Provided passage:
Saturday, June 18, 2011

From The Exotic To The Mundane


Yesterday afternoon was a ring-pass-me-not in regard to making my own kefir. I drank both some water kefir and milk kefir I made myself. That is to say, I put all the raw materials together and observed what happened. I didn't actually do anything else to "make" kefir. It was the first non-commercial kefir I've tasted. All in all, it tasted okay. The water kefir may have tasted a bit better. 

Presently, I'm brewing up my third batch of water kefir. It's the first batch that I'm drinking. It had sit out on the counter in the ambient room temperature of my kitchen after "resting" in the refrigerator Thursday night. I don't know exactly why I decided to rest it, but I'm resting the second batch while the third batch is fermenting while sitting on the counter. 

The kefir grains I got from my friend in Texas (I sort of assume she's my friend because she acts friendly) doubled in number. It is exactly what I wanted to happen. I encouraged it to happen in my hapless way of doing what I did. I want to experiment some with the water kefir, but I don't wanna risk my healthy granules to do it. 

The first experiment will be to put part of a calcium capsule in the fermenting sugar water. The current method for getting calcium to get into the fermenting water is to put half an eggshell in it, and the lactic acid produced by the fermentation dissolves the calcium from off the exterior of the eggshell. I don't see why a capsule of the calcium capsules I get by prescription wouldn't work just fine.

My water kefir from the first batch has some baby grains in it from the fermentation. Since I have granules to spare now I left them in the kefir to drink them. I don't know if they will survive the stomach acid, the bile the breaks the food down I eat. That's an area I'll have to research. I think I read somewhere the probiotics are acid resistant, but I don't know for sure. The idea of drinking them is that if they survive they will eat and convert the sugar in my stomach and as they pass through my gut to my colon.

Brief:
Can you continue the kefir blog post above, starting right after its final sentence?

Information provided:
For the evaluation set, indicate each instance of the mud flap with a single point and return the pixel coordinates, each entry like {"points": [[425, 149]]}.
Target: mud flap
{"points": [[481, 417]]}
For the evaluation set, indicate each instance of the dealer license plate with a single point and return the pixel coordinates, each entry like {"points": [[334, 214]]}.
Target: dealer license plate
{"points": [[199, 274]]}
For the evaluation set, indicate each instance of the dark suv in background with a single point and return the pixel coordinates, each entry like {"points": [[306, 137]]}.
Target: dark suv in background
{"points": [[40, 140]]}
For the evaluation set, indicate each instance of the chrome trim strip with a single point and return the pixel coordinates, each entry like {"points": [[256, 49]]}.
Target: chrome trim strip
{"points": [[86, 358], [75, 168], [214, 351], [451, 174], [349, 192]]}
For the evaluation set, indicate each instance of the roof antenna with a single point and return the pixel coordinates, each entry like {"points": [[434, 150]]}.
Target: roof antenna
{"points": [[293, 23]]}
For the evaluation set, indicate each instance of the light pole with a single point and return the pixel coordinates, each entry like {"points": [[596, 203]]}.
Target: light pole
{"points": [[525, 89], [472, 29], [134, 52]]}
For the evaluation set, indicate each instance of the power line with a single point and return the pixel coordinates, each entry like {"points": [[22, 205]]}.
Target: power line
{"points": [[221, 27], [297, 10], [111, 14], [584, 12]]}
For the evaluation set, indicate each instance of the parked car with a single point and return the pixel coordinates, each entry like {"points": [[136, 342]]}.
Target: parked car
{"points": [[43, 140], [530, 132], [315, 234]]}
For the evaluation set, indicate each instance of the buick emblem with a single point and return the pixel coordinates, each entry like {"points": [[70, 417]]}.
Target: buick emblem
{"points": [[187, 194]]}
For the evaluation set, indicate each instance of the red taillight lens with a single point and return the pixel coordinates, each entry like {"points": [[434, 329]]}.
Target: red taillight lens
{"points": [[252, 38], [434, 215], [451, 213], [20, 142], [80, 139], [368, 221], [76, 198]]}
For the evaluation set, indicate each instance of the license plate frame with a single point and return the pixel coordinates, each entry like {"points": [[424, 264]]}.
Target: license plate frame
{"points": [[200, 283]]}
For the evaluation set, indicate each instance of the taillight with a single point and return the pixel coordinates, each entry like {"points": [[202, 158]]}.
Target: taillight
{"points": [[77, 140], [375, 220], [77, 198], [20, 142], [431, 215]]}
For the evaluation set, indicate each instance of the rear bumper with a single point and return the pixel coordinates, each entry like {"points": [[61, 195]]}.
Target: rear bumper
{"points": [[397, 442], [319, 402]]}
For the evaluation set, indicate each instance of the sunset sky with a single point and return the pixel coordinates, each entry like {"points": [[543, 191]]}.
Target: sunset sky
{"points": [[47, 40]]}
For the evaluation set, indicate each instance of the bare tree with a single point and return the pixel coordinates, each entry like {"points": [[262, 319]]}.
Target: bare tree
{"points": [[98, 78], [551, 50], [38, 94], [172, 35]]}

Response:
The milk kefir is a whole new deal. I received the milk kefir grains from Michigan by Priority Mail on Thursday and immediately put them into a pint jar that was three-quarter filled with homogenized whole milk, purportedly "organic". That is all that needed to happen. Skim milk works too. Just put the kefir grains in the milk and wait for it to ferment. It did just that. 

Eventually, as I understand the process, at this early stage, the fermenting milk will separate into curds and whey. I didn't want that to happen yet, because that might make the kefir grains more difficult to strain from the fermented milk. I chose to not wait for that separation to occur, but to strain the grains from the milk after 12-15 hours. 

I was a little nervous when I went to do that because of my inexperience with this whole kefir deal, but it went well. The milk kefir grains look a lot different than the water kefir grains. The water kefir grains look more like cooked white rice, and they're separate from each other. The milk kefir grains are like globs of white cauliflower and drip. 

After I strained the mother culture globs from the fermented milk I decided to taste it right away. The milk had thickened considerably. It definitely had a tart taste without being really sour. I guess there was a cup of milk kefir after I poured it into a plastic cup. I covered it to keep the bugs out of it, and set it aside to put on my oatmeal this morning. 

When I went to do that I discovered that overnight it had gotten a lot thicker. Since I retrieved as many of the milk kefir grains as I saw from it, I knew there were lots of baby kefir grains left in the fermented milk, and it kept fermenting all night long. I put a generous amount on my oatmeal after it had cooled down from cooking it, and it had gone from tart last night to distinguishably sour this morning.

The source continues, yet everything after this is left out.